[SELECTED EXTRACT]:
Reagan administraton officials and federal union leaders will spell out their positions tomorrow on new early retirement proposals in a one-day hearing before the Senate Governmental Affairs Committee.
Legislation currently being studied would make it possible for an extra 200,000 U.S. workers to leave government service on some form of pension between July and December.
The bill, introduced by Sens. William V. Roth Jr. (R-Del.) and Ted Stevens (R-Alaska), would suspend civil service age and service rules from July 1 through the end of the year, making it possible for some to retire as early as age 43.
Reagan administration officials are expected to urge that the period be shortened, perhaps to three months, and that eligiblity be narrowed to employes with 25 years of service (regardless of age) or to workers with at least 20 years' service who are 50 years old.
Federal unions will ask that replacement hiring be allowed, so that vacancies created by early retirement could be filled. Congressional sources estimate that up to 65,000 employes might take advantage of early retirement if offered. Normally about one-third that number of employes would retire in July through December.
Unions are also anxious to protect vacant federal jobs from being turned over to the private sector. They also oppose early retirement penalties in the Roth-Stevens bill.
The proposal would double the number of workers who could retire this year.
Roth and Stevens say the idea is to encourage older employes to leave so that newer, younger workers -- those most likely to be laid off -- can keep their jobs as agencies are hit by budget cuts required by the deficit reduction act. The Roth- Stevens bill also would impose strict hiring restrictions on agencies for the next five years.
Under Roth-Stevens workers could retire at any age after 25 years' service, at age 50 after 20 years' service, at age 55 after 15 years' service or at age 57 after five years of service. Annuities would be reduced 2 percent for each year the retirees were under age 55. Job Mart
The Marine Corps is looking for an air-conditioning mechanic, Wage Grade 16. Call Ann Brant at 694-1046.

[DATA FOR THIS TASK]:
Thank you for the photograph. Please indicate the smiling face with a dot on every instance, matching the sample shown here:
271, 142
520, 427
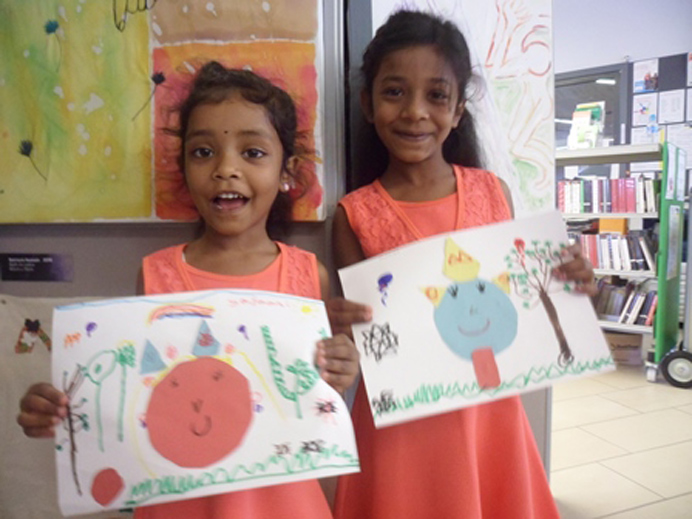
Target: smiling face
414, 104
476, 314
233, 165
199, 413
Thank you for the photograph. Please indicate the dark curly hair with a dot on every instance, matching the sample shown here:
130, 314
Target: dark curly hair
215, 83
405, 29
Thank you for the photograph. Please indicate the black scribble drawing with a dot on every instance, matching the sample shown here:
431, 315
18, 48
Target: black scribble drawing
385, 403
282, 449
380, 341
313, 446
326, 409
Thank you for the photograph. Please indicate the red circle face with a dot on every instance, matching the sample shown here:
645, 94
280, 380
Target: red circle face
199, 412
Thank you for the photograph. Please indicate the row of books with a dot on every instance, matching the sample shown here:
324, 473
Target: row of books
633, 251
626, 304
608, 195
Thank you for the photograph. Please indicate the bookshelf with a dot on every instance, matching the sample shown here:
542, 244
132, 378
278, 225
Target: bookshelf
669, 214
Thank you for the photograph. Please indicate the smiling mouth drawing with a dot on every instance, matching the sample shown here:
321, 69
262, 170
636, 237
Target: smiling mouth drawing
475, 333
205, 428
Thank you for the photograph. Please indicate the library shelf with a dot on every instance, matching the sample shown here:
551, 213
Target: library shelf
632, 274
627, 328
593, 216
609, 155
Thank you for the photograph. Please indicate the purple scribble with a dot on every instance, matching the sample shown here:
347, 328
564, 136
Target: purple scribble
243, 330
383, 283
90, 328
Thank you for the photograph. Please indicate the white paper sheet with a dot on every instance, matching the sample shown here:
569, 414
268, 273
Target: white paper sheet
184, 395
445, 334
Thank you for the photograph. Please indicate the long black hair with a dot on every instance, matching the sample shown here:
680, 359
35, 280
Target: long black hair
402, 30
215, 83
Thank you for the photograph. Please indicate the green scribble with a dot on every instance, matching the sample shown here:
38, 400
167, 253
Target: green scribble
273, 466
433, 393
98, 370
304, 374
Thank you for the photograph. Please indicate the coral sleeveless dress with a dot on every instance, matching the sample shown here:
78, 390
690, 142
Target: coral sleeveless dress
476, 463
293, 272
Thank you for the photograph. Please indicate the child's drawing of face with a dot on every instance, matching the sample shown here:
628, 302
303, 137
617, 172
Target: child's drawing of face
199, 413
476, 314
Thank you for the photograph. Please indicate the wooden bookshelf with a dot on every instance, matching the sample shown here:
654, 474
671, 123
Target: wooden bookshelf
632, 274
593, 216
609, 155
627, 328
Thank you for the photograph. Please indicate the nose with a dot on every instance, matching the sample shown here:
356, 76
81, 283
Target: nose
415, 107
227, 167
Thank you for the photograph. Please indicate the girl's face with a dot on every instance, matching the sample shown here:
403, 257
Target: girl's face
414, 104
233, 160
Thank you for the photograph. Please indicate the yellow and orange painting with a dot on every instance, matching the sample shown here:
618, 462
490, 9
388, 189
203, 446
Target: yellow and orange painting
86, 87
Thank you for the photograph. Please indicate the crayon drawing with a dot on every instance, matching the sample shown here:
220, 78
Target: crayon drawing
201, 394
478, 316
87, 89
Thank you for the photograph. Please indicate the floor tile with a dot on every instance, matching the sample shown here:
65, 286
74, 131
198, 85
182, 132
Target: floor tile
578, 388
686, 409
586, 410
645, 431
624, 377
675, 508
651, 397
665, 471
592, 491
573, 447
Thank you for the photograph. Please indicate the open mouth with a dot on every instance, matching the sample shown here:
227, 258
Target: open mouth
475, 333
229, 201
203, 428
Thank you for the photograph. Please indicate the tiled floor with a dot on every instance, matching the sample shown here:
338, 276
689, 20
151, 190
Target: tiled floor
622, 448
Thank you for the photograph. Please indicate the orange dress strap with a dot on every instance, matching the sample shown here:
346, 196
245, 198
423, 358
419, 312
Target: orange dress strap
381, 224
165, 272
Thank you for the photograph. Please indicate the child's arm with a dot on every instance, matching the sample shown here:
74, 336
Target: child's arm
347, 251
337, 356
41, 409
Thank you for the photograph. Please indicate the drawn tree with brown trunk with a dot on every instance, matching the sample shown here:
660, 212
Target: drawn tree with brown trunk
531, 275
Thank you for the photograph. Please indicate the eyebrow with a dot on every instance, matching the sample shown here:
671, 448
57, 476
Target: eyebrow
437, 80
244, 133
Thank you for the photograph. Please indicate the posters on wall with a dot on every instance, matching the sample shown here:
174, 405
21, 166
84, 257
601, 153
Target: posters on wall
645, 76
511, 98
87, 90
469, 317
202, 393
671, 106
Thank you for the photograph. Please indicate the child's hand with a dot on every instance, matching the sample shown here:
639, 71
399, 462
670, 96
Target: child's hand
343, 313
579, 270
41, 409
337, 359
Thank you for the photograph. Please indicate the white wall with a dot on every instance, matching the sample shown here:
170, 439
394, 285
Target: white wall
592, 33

[BRIEF A]:
Retype the entries starting with the line that contains "Thank you for the photograph. Please indicate the child's hand" and running through the last entry.
[BRIEF B]:
Write what comes next in the article on federal early retirement proposals, picking up after its final sentence.
The article and the entries have nothing to do with each other.

[EXPECTED ANSWER A]:
Thank you for the photograph. Please indicate the child's hand with a dot on every instance, matching the sample shown here:
639, 71
399, 462
670, 96
Target: child's hand
343, 313
579, 270
41, 409
337, 359
Thank you for the photograph. Please indicate the white wall with a dot on every instance, matching the sample shown here:
170, 439
394, 285
Target: white wall
592, 33

[EXPECTED ANSWER B]:
Health Care Financing Administration needs a Grade 12 public affairs specialist. Call Ella Fawley at (301) 597-2985.
Internal Revenue Service wants procurement analysts, GS 11 through 13. Call Jeff Page at 535-4790.
Defense Nuclear Agency is looking for a GS 11/12 personnel management specialist. Call Bill Embry at 325-7591.
Bureau of Engraving and Printing has an opening for two GM (merit pay) management analysis officers. Call Howard Katz at 447-0459.
Federal Home Loan Bank Board needs clerk-typists, GS 4, and secretaries, GS 5/6. Civil service status required. Call 377-6060.
Bureau of Alcohol, Tobacco and Firearms wants a temporary, GS 3/4 clerk-typist in Rockville. Call 377-9861. Meetings
The American Association for Affirmative Action will hold a professional development seminar May 23 at the Capital Hilton Hotel. Speakers include officials from the Labor Department, Equal Employment Opportunities Commission and the District government. Call Eugene Walton, 287-5497.
Congressional Budget Office Director Rudolph G. Penner will speak tomorrow evening at the American University's Kay Spiritual Life Center. He will talk about the congressional budget process. For information, call Susan McCollum at 885-1200.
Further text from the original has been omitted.